## TASK SET
1: Using the article on The Ladybug Transistor album, decide whether each statement agrees with it: (a) The album was released by Merge Records. (b) Pitchfork Media rated the album 8.0/10. (c) Craig Schumacher produced the album. Answer yes or no for each and quote the deciding words.
2: Translate this sentence from the article on The Ladybug Transistor album into Spanish: "The Ladybug Transistor is an album by the Brooklyn indie pop band The Ladybug Transistor."
3: According to the article on The Ladybug Transistor album, how many songs did the Tucson Weekly say the album spins through?

## TEXT EXCERPT
....
Studio album by The Ladybug Transistor
- Released: October 7, 2003
- Studio: Wavelab Studios
- Genre: Indie pop
- Label: Merge Records
- Producer: Craig Schumacher

The Ladybug Transistor chronology
| Argyle Heir (2001) | The Ladybug Transistor (2003) | Can't Wait Another Day (2007) |

= The Ladybug Transistor (album) =

The Ladybug Transistor is an album by the Brooklyn indie pop band The Ladybug Transistor. It was released in 2003 by Merge Records.

Professional ratings
Review scores
| Source | Rating |
| AllMusic |  |
| The Encyclopedia of Popular Music |  |
| Pitchfork Media | 7.0/10 |

==Critical reception==
The Encyclopedia of Popular Music wrote that "the blend of 70s-era AOR rock and wistful chamber pop helped make the album one of the year's most pleasant surprises." The Tucson Weekly called the album "the band's best record yet," writing that it "takes off with a flourish and spins through 13 songs played on 12-string guitars, keyboards, strings and horns."
....
## MATERIAL SHOWN
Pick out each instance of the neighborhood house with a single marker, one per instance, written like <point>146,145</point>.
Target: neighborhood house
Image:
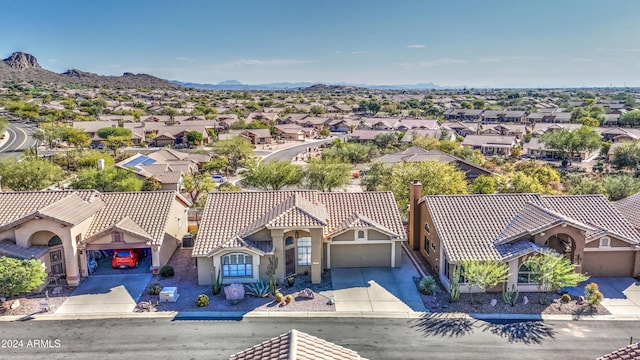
<point>241,233</point>
<point>587,229</point>
<point>64,228</point>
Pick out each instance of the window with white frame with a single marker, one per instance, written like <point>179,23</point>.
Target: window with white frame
<point>525,275</point>
<point>304,251</point>
<point>237,265</point>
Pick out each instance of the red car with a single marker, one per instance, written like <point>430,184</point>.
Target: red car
<point>125,258</point>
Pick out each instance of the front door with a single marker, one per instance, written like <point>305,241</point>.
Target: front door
<point>290,261</point>
<point>57,260</point>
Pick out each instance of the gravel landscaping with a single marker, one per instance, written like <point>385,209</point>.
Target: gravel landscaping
<point>186,280</point>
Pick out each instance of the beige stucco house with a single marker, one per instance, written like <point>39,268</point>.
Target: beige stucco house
<point>62,228</point>
<point>307,231</point>
<point>587,229</point>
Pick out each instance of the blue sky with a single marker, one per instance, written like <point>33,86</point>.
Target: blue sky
<point>501,43</point>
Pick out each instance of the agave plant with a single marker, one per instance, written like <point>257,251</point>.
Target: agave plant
<point>258,289</point>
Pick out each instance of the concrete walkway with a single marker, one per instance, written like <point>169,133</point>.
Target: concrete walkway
<point>377,289</point>
<point>106,294</point>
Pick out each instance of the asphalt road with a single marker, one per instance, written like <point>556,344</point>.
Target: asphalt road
<point>386,339</point>
<point>19,139</point>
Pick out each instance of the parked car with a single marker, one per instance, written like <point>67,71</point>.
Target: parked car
<point>125,258</point>
<point>219,178</point>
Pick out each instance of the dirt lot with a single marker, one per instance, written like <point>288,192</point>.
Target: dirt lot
<point>186,280</point>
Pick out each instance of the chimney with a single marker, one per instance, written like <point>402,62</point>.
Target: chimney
<point>415,193</point>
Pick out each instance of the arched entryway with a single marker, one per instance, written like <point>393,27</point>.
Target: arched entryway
<point>55,261</point>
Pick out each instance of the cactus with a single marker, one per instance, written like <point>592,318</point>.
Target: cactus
<point>216,284</point>
<point>454,294</point>
<point>271,271</point>
<point>510,296</point>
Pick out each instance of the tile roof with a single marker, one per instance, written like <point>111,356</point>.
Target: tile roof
<point>296,345</point>
<point>595,211</point>
<point>227,217</point>
<point>629,207</point>
<point>469,224</point>
<point>479,226</point>
<point>628,352</point>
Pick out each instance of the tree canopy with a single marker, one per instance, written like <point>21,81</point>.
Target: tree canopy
<point>20,276</point>
<point>272,175</point>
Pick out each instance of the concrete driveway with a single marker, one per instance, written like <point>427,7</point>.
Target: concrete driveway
<point>104,294</point>
<point>377,289</point>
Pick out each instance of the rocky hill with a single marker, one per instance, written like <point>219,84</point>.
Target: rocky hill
<point>24,68</point>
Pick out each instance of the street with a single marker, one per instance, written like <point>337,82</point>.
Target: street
<point>429,338</point>
<point>18,139</point>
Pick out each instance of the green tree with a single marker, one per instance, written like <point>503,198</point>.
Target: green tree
<point>620,186</point>
<point>326,175</point>
<point>272,175</point>
<point>235,150</point>
<point>436,178</point>
<point>20,276</point>
<point>114,131</point>
<point>110,179</point>
<point>552,271</point>
<point>198,186</point>
<point>483,184</point>
<point>627,156</point>
<point>317,110</point>
<point>484,274</point>
<point>194,137</point>
<point>630,119</point>
<point>29,174</point>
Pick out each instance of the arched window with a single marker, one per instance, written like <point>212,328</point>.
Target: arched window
<point>525,275</point>
<point>237,265</point>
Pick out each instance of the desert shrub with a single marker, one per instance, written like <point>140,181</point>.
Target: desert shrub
....
## WRITTEN ANSWERS
1:
(a) Yes: "It was released in 2003 by Merge Records."
(b) No: "Pitchfork Media | 7.0/10"
(c) Yes: "Producer: Craig Schumacher"

2: The Ladybug Transistor es un álbum de la banda de indie pop de Brooklyn The Ladybug Transistor.

3: 13 songs.